WHAT THIS TASK INVOLVES → Using the records below, find every line that includes "grass" and copy it.

────

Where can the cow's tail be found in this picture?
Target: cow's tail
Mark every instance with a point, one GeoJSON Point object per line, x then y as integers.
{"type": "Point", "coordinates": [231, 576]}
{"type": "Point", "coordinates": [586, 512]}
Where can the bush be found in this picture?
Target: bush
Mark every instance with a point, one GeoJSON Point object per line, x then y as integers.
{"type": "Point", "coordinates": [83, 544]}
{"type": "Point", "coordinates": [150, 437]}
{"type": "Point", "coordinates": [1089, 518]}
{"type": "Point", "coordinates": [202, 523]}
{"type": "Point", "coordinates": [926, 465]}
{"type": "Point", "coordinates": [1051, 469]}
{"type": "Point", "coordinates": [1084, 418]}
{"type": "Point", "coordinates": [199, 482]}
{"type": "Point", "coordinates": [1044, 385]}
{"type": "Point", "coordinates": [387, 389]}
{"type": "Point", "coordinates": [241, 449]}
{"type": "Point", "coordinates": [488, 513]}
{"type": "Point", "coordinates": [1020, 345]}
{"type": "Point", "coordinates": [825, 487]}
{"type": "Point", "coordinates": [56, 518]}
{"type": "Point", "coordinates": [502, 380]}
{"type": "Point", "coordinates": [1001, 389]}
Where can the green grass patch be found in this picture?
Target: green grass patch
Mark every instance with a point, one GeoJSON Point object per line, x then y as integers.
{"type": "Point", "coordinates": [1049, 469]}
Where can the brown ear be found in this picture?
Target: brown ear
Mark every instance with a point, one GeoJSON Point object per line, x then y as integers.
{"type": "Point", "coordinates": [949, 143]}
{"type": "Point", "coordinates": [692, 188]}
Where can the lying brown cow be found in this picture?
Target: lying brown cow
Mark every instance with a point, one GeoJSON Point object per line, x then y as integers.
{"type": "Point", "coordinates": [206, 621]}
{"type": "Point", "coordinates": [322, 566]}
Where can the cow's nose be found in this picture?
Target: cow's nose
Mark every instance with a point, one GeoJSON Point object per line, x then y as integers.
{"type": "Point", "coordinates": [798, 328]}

────

RESULT FOR THIS TASK →
Where can the green grass patch be found in this picture?
Target: green grass patch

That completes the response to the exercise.